| Quoted text |
»»

The drill bit is coupled, either directly or indirectly, to an end of what is referred to in the art as a "drill string," which comprises a series of elongated tubular segments connected end-to-end that extends into the wellbore from the surface of earth above the subterranean formations being drilled. Various tools and components, including the drill bit, may be coupled together at the distal end of the drill string at the bottom of the wellbore being drilled. This assembly of tools and components is referred to in the art as a "bottom hole assembly" (BHA).

The drill bit may be rotated within the wellbore by rotating the drill string from the surface of the formation, or the drill bit may be rotated by coupling the drill bit to a downhole motor, which is also coupled to the drill string and disposed proximate the bottom of the wellbore. The downhole motor may include, for example, a hydraulic

Moineau-type motor having a shaft, to which the drill bit is mounted, that may be caused to rotate by pumping fluid (e.g., drilling mud or fluid) from the surface of the formation down through the center of the drill string, through the hydraulic motor, out from nozzles in the drill bit, and back up to the surface of the formation through the annular space between the outer surface of the drill string and the exposed surface of the formation within the borehole. The downhole motor may be operated with or without drill string rotation.

Because the drill string can be of considerable length, the drilling assembly and the drill bit can exhibit a variety of motions in addition to the rotation of the drill bit along a linear path. Such motions are generally referred to as dysfunctions and include vibration, displacement of the tool along a direction other than the drilling direction, bending moments and whirl. Whirl occurs in rotating members such as drill strings, drill bits, shafts, etc. Often whirl induces failures in the bottom hole assembly components and damages the drill bit. The time required to drill a well is greatly affected by the number of times the drill bit must be changed in order to reach the targeted formation. This is the case because each time the bit is changed, the entire string of drill pipe, which may be miles (kilometers) long, must be retrieved from the borehole, section by section. Once the drill string has been retrieved and the new bit installed, the bit must be lowered to the bottom of the borehole on the drill string, which again must be constructed section by section. This process requires considerable time, effort and expense. The length of time that a drill bit may be employed before it must be changed depends upon its rate of penetration ("ROP"), as well as its durability.

««

| Given data |
»»

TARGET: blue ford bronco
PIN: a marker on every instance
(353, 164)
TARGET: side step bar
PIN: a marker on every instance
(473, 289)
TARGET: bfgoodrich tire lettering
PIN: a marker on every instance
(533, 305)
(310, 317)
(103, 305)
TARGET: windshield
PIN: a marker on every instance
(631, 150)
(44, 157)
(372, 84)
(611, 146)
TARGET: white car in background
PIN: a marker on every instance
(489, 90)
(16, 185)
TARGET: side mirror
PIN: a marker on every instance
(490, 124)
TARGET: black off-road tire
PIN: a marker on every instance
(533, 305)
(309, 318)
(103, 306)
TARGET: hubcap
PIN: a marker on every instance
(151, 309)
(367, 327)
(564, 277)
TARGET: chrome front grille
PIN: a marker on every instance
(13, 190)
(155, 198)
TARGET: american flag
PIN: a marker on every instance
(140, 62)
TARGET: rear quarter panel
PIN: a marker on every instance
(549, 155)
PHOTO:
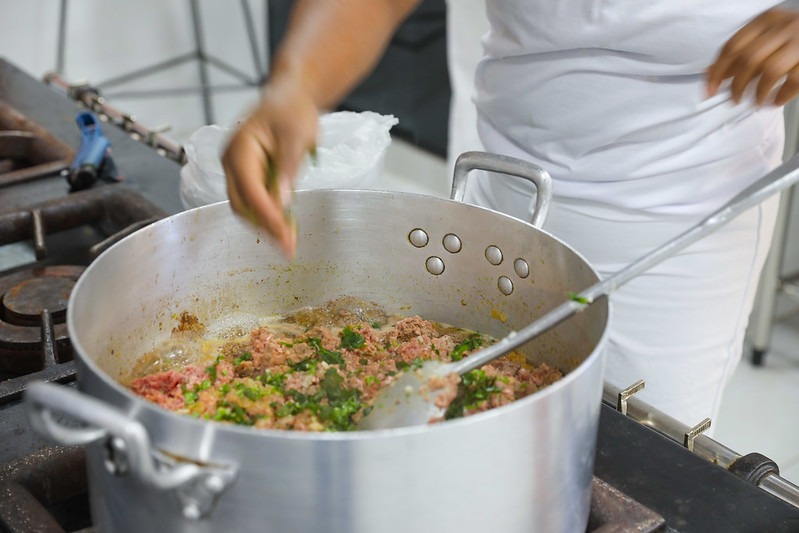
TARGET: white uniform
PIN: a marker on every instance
(609, 97)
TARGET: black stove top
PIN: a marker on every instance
(644, 480)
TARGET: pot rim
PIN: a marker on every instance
(136, 406)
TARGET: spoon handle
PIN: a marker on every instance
(778, 180)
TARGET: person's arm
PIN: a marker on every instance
(765, 52)
(329, 46)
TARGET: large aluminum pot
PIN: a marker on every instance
(524, 467)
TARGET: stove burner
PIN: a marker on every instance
(24, 303)
(27, 296)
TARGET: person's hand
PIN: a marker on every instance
(263, 156)
(765, 52)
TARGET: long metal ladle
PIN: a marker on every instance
(409, 400)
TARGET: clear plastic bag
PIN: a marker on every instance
(350, 154)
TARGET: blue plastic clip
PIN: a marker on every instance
(93, 160)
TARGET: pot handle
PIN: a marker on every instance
(511, 166)
(128, 446)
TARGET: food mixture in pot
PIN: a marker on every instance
(318, 369)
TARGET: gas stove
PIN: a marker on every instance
(651, 473)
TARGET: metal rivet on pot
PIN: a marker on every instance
(505, 285)
(521, 267)
(418, 238)
(435, 265)
(494, 255)
(452, 243)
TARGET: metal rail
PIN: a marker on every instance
(754, 468)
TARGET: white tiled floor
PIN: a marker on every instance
(760, 408)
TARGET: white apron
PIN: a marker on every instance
(609, 97)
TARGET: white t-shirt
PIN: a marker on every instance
(609, 96)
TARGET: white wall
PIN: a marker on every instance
(108, 38)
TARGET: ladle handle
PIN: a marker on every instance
(778, 180)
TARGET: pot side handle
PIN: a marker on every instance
(128, 446)
(511, 166)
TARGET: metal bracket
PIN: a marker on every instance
(621, 401)
(694, 432)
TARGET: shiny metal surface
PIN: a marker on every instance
(702, 445)
(527, 466)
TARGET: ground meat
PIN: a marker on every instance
(307, 375)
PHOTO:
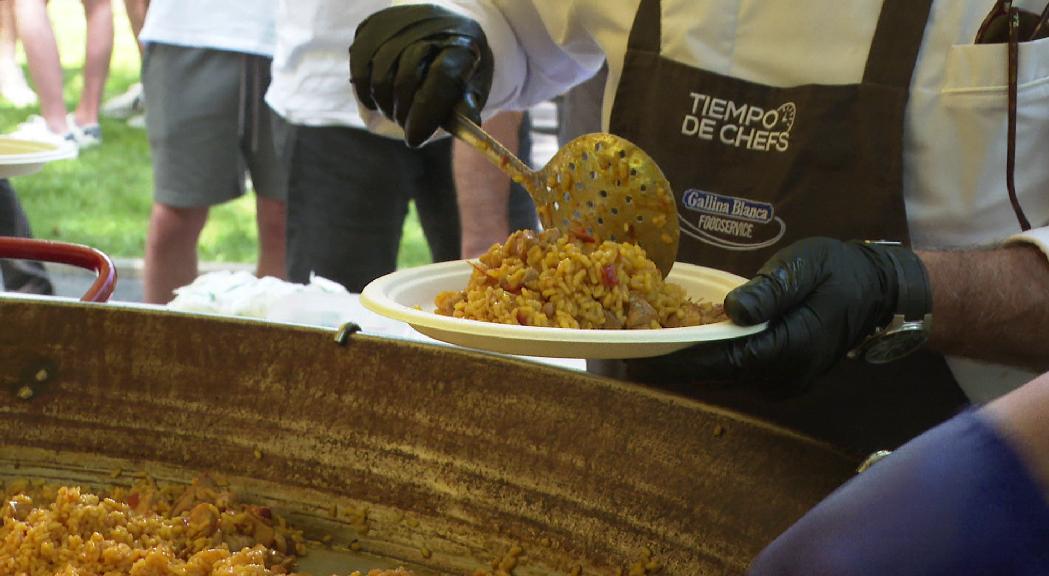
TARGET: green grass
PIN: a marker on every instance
(103, 198)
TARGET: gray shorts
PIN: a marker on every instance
(209, 126)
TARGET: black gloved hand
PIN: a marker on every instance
(821, 297)
(418, 64)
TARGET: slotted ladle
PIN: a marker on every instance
(598, 186)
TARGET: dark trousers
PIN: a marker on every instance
(347, 198)
(25, 276)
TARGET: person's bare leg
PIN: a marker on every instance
(271, 216)
(42, 55)
(13, 85)
(136, 17)
(100, 48)
(171, 250)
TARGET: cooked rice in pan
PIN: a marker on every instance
(573, 281)
(145, 532)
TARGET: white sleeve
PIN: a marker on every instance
(1036, 236)
(531, 66)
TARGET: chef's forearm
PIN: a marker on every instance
(484, 190)
(1022, 417)
(991, 304)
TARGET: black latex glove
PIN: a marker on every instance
(418, 64)
(820, 297)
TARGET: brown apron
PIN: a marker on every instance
(757, 167)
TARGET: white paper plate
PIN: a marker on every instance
(402, 294)
(19, 157)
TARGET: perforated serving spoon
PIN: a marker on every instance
(598, 186)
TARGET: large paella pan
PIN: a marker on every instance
(455, 456)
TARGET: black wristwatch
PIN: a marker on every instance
(913, 321)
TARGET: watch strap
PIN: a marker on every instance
(915, 298)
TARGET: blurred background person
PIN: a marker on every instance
(13, 85)
(348, 189)
(55, 124)
(130, 105)
(24, 276)
(205, 73)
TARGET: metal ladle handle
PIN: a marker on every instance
(465, 129)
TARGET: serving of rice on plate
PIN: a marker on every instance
(573, 281)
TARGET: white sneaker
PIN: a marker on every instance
(35, 128)
(124, 106)
(85, 136)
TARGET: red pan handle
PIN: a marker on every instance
(65, 253)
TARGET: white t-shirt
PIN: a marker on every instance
(955, 133)
(311, 64)
(234, 25)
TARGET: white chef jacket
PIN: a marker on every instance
(955, 131)
(311, 70)
(235, 25)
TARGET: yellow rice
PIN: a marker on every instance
(572, 281)
(142, 532)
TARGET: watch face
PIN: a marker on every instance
(896, 344)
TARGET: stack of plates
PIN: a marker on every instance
(19, 157)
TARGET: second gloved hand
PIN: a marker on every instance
(418, 64)
(820, 297)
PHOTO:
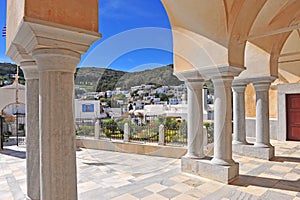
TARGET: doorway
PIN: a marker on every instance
(293, 116)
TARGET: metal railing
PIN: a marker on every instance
(144, 133)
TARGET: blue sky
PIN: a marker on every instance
(136, 36)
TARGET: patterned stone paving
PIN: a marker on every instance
(111, 175)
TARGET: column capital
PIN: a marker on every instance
(238, 86)
(62, 60)
(220, 72)
(34, 34)
(223, 81)
(30, 69)
(18, 54)
(195, 84)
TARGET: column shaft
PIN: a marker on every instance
(58, 160)
(195, 119)
(239, 129)
(223, 121)
(32, 129)
(262, 115)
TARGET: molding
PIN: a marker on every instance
(216, 72)
(18, 54)
(189, 76)
(33, 34)
(259, 79)
(212, 72)
(60, 60)
(30, 70)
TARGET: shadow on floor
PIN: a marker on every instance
(14, 153)
(245, 181)
(285, 159)
(99, 164)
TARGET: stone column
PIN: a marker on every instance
(239, 125)
(32, 129)
(126, 132)
(195, 119)
(161, 135)
(97, 129)
(262, 114)
(57, 140)
(222, 121)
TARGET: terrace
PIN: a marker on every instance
(113, 175)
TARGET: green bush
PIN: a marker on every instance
(85, 130)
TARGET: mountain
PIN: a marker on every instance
(101, 79)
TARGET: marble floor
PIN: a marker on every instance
(112, 175)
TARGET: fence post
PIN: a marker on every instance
(97, 129)
(205, 142)
(126, 132)
(161, 136)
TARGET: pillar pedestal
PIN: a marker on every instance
(195, 119)
(239, 130)
(58, 160)
(32, 129)
(261, 148)
(262, 117)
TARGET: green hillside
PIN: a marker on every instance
(100, 79)
(7, 73)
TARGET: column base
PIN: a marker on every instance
(194, 156)
(28, 198)
(250, 150)
(204, 168)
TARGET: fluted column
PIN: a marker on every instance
(58, 160)
(262, 114)
(239, 125)
(32, 129)
(222, 121)
(195, 119)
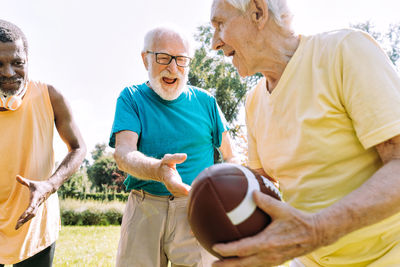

««

| Objectives |
[A] Return everything in the drill string passage from "The drill bit may be rotated within" down to "drill string rotation.".
[B] Resume the drill string passage, starting right after its last sentence.
The listing comes from a separate source and has no tie to the passage on drill strings.

| Solved tasks |
[A]
The drill bit may be rotated within the wellbore by rotating the drill string from the surface of the formation, or the drill bit may be rotated by coupling the drill bit to a downhole motor, which is also coupled to the drill string and disposed proximate the bottom of the wellbore. The downhole motor may include, for example, a hydraulic

Moineau-type motor having a shaft, to which the drill bit is mounted, that may be caused to rotate by pumping fluid (e.g., drilling mud or fluid) from the surface of the formation down through the center of the drill string, through the hydraulic motor, out from nozzles in the drill bit, and back up to the surface of the formation through the annular space between the outer surface of the drill string and the exposed surface of the formation within the borehole. The downhole motor may be operated with or without drill string rotation.

[B]
DISCLOSURE

In some embodiments, earth-boring tools may include a body including blades projecting therefrom, the blades extending generally radially outwardly from an axis of rotation of the tool. Cutting elements may be secured to the blades. A profile of the cutting elements secured to the blades intersecting outermost points of cutting faces of the cutting elements as viewed projected rotationally onto a plane, within which an axis of rotation of the body may be located, may be parabolic from immediately proximate the axis of rotation to a nose point at which a slope of the profile is such that an angle between the profile and a plane perpendicular to the axis of rotation is about 0°.

In other embodiments, earth-boring tools may include a body having blades extending outward from a remainder of the body. Cutting elements may be secured to the blades. A first section of a profile of a face formed by a least squares fit to outermost points of cutting faces of the cutting elements secured to the blades as viewed projected rotationally onto a plane, within which plane an axis of rotation of the body is located, may be linear and may extend at a first slope relative to a plane perpendicular to the axis of rotation of the body from proximate to the axis of rotation of the body radially outward. A second section of the profile of the face surrounding and extending radially outward from the first section may be linear and may extend at a second, different slope relative to the plane perpendicular to the axis of rotation of the body. A third section of the profile may be located radially outward from the second section, the third section arcing from the second slope away from a leading end of the body.

In still other embodiments, earth-boring tools may include a body having blades extending outward from a remainder of the body. Cutting elements may be secured to the blades. A profile formed by a least squares fit to outermost points of cutting faces of the cutting elements secured may be oriented at an angle of at least 15° relative to a plane perpendicular to an axis of rotation of the body at a location proximate to an axis of rotation of the body.

BRIEF DESCRIPTION OF THE DRAWINGS

While this disclosure concludes with claims particularly pointing out and distinctly claiming specific embodiments, various features and advantages of embodiments within the scope of this disclosure may be more readily ascertained from the following description when read in conjunction with the accompanying drawings, in which:

FIG. 1 is a perspective view an earth-boring tool;

FIGS. 2A through 2D are schematics of profiles for cutting elements of an earth- boring tool, such as that shown in FIG. 1;

FIG. 3 is a schematic of two embodiments of profiles for cutting elements for an earth-boring tool, such as that shown in FIG. 1; and

FIG. 4 is a schematic of yet another embodiment of a profile for cutting elements of an earth-boring tool, such as that shown in FIG. 1.

MODE(S) FOR CARRYING OUT THE INVENTION The illustrations presented in this disclosure are not meant to be actual views of any particular earth-boring tool or component thereof, but are merely idealized representations employed to describe illustrative embodiments. Thus, the drawings are not necessarily to scale.

As used herein, the term "configured" refers to a size, shape, material composition, and/or arrangement of one or more of at least one structure and at least one apparatus facilitating operation of one or more of the structure and the apparatus in a predetermined way.

As used herein, the terms "substantially" and "about" in reference to a given parameter, property, or condition means and includes to a degree that one of ordinary skill in the art would understand that the given parameter, property, or condition is met with a degree of variance, such as within acceptable manufacturing tolerances. For example, a parameter that is substantially or about a specified value may be at least about 90% the specified value, at least about 95% the specified value, at least about 99% the specified value, or even at least about 99.9% the specified value.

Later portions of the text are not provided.